What you are asked to do.
Copy every row below word for word, omitting the pictures.

Record set.
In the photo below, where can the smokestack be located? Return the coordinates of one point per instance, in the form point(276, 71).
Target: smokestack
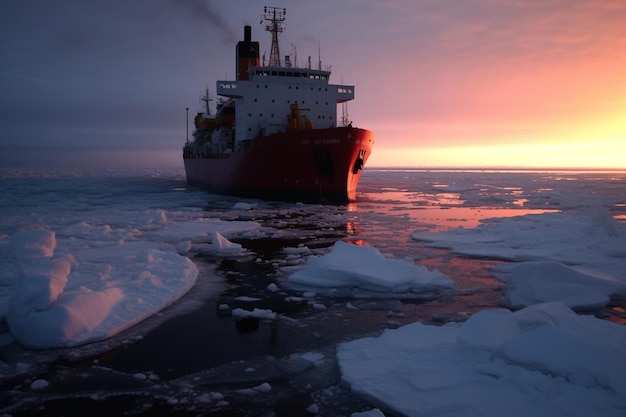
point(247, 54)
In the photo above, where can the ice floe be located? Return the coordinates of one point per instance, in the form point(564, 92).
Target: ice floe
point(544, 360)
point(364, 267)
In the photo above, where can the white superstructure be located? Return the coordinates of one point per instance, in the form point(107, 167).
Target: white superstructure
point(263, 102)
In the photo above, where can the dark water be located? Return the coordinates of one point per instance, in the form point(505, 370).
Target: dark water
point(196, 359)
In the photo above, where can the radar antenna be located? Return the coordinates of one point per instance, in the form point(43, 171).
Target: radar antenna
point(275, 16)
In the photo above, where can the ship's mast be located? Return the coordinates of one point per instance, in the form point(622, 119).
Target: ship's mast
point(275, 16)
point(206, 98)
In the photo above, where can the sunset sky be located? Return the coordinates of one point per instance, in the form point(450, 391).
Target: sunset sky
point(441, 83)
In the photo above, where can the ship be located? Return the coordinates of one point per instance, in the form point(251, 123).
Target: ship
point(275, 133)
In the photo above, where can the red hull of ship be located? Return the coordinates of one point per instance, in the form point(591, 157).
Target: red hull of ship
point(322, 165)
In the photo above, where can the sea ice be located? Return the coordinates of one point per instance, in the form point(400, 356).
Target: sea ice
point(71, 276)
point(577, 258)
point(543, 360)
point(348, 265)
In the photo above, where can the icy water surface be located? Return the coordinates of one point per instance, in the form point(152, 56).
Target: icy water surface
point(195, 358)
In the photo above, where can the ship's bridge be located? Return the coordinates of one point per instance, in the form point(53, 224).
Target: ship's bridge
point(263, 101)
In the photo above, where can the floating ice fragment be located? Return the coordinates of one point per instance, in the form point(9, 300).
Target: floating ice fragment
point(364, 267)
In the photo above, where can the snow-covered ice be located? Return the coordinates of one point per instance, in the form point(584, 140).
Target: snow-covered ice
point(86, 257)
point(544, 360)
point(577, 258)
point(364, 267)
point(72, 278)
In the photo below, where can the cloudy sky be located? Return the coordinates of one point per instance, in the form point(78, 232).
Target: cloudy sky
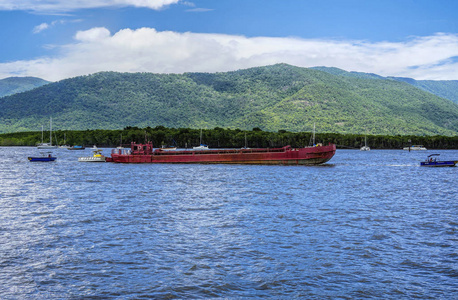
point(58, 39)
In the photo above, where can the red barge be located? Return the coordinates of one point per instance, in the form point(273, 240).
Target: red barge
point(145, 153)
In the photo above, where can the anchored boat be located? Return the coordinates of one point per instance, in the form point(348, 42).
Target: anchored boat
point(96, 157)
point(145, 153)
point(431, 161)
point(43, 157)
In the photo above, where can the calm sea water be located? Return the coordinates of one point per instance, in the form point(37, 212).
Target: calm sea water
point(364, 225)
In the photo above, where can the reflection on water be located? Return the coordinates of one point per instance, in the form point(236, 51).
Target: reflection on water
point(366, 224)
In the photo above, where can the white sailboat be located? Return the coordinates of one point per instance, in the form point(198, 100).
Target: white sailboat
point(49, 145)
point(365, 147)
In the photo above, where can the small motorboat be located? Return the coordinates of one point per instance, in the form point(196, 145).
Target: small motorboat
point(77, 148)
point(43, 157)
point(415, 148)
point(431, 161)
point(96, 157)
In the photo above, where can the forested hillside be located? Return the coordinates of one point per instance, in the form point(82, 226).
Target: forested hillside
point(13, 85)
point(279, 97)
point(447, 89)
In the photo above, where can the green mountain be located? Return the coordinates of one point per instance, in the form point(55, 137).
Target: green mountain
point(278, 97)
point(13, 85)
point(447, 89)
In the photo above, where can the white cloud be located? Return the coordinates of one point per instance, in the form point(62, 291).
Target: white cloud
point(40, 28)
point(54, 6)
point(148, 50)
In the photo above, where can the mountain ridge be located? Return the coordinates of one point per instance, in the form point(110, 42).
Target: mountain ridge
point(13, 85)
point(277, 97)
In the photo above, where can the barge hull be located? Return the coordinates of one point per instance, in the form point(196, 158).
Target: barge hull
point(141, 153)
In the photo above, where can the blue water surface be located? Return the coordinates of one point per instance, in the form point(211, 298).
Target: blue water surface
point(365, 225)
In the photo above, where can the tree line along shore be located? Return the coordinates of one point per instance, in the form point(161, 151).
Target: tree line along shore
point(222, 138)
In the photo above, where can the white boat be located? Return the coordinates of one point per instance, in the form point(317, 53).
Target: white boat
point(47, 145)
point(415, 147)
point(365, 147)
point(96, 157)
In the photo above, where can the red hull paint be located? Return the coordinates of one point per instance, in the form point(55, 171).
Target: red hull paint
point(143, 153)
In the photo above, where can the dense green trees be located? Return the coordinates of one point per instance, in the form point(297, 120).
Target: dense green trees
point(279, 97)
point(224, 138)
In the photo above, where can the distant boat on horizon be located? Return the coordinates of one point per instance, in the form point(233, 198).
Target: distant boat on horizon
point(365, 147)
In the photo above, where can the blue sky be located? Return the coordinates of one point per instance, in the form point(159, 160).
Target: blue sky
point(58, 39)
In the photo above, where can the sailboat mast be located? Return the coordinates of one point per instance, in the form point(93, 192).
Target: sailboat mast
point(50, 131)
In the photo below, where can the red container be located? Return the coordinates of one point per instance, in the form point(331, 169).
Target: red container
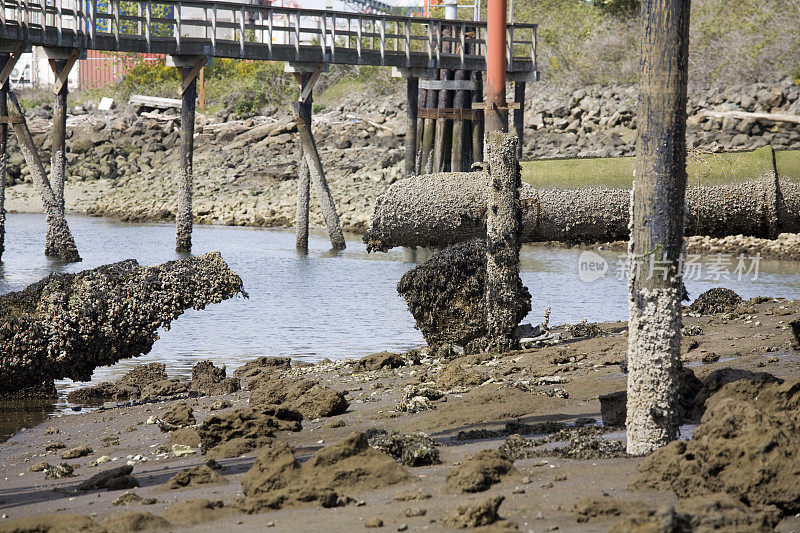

Final answer.
In the photo below, where can the smokestack be located? Return the coordinates of one point per instance, in the form point(276, 71).
Target: smokestack
point(247, 54)
In the photo above, where can the ice floe be located? Return the coordinates of one point per instance, in the form point(564, 92).
Target: ice floe
point(544, 360)
point(364, 267)
In the photo above, where can the white superstructure be located? Return the coordinates of one point per instance, in the form point(107, 167).
Target: white superstructure
point(263, 102)
In the photo above, where can the dark water be located? Return the coordinates of one point per instance, in the form point(505, 370).
Target: dark water
point(196, 359)
In the photo above, where can the radar antenna be located? Return the coordinates of one point per instance, in the form point(43, 171).
Target: radar antenna
point(275, 16)
In the photo above, where can the ship's mast be located? Return the coordinates of one point per instance, in the form point(622, 119).
Target: ship's mast
point(275, 16)
point(206, 98)
In the photo above, where can the sunset sky be located? Return the coordinates of one point per instance, in the form point(450, 391).
Target: sunset sky
point(441, 83)
In the photo above, where can the ship be located? Return the coordinates of one point per instance, in the form point(251, 123).
Target: ship
point(275, 133)
In the photo above, where can the red hull of ship be located? Return the coordinates of one point per instance, in the form point(591, 157).
Target: red hull of ship
point(322, 165)
In the photo above, where can the sea ice be located? Return the coordinates of one point per instance, in the form point(400, 356).
Target: sea ice
point(71, 276)
point(577, 258)
point(543, 360)
point(348, 265)
In the photo above, where can the icy water surface be located? Return the coordinates of one point per instance, in the form point(152, 56).
Target: icy water surface
point(195, 358)
In the photo above, where can the ship's bridge be located? Return the coordinates of one point per instance, in the form point(53, 224).
Target: ship's bridge
point(263, 101)
In the photo above, where can the floating ice fragment be located? Return the coordinates of one point per instance, in the form point(9, 300).
Target: floating ice fragment
point(364, 267)
In the photo above, where can the snow-covered ice be located? Return the coordinates of one point per instance, in the form point(584, 140).
Target: snow-covered ice
point(86, 257)
point(544, 360)
point(577, 258)
point(364, 267)
point(72, 278)
In the photo below, where can the cloudy sky be located? Return the coordinates of one point per instance, in the form point(78, 232).
Target: cloudy sky
point(58, 39)
In the photo above, where can the red barge be located? Return the coordinates of one point per instance, in the form point(273, 240).
Target: red barge
point(145, 153)
In the photo above, where can the anchored boat be located? Return the coordinates of one point per instance, in the form point(348, 42).
Target: anchored boat
point(96, 157)
point(145, 153)
point(431, 161)
point(43, 157)
In the photo above, where can the calm sea water be located? Return the coordinates of one point per instance, in the form point(37, 212).
Target: calm sea water
point(364, 225)
In the photo above, where can the reflection on water be located? Return the coordinates of one point per instance, in the form point(236, 51).
Target: reflection on water
point(366, 224)
In the photo above, where can the white sailboat be located? Return the coordinates of one point per instance, in the form point(198, 100).
Target: white sailboat
point(49, 145)
point(365, 147)
In the photo above, where can the small motorboat be located? Return the coordinates of one point per instance, in the form point(196, 145).
Target: small motorboat
point(77, 148)
point(43, 157)
point(415, 148)
point(431, 161)
point(96, 157)
In the photo above, where can the forested hillside be located? Return the coordinates of one point per instance, in the form point(82, 226).
Target: forested hillside
point(13, 85)
point(279, 97)
point(447, 89)
In the photo above, where can the green mountain be located? Return the coordinates of one point per instance, in the form point(55, 137).
Target: green mountain
point(278, 97)
point(13, 85)
point(447, 89)
In the photo above, where can the white cloud be located? Return the coordinates of one point per instance, in the form point(62, 291).
Target: white cloud
point(40, 28)
point(54, 6)
point(148, 50)
In the photo above, where can the mountain ridge be located? Return the coordinates of one point per instance, in the form point(110, 42).
Target: mountain ridge
point(13, 85)
point(277, 97)
In the photo above, where can the barge hull be located? Return the coordinates of one point per instance, in the form point(196, 158).
Target: barge hull
point(141, 153)
In the photo above, where can the blue water surface be located? Return the coordinates of one point per instance, in the form point(211, 298).
Target: blue water surface
point(365, 225)
In the photo above, where can the tree line along shore be located? Return the coordinates of one point per instance, in the form point(161, 151).
Target: tree line along shore
point(222, 138)
In the photo above, where can the white boat be located? Return the coordinates of one point per instance, in the form point(317, 53).
Target: white boat
point(47, 145)
point(415, 147)
point(365, 147)
point(96, 157)
In the photo above, where can the red hull paint be located? Return the coordinates of one point per instance, in the form point(55, 171).
Target: red hull paint
point(143, 153)
In the photo above, where can the dense green trees be located? Return the coordinates of one point per instance, in the form point(297, 120).
Target: dense green trees
point(279, 97)
point(224, 138)
In the photo above, where can the distant boat on horizon be located? Return the coordinates of one point per instance, in the form point(233, 198).
Target: distant boat on horizon
point(365, 147)
In the photo above, where can the blue sky be located? Return the coordinates of one point per instance, in the form point(159, 160).
Target: blue sky
point(58, 39)
In the photo above, where can the sailboat mast be located? Return the coordinates of one point per instance, in the form point(93, 192).
Target: sailboat mast
point(50, 131)
In the photo below, where can the red container be located? Return the coordinates of one point per instance, in the form point(331, 169).
Target: red container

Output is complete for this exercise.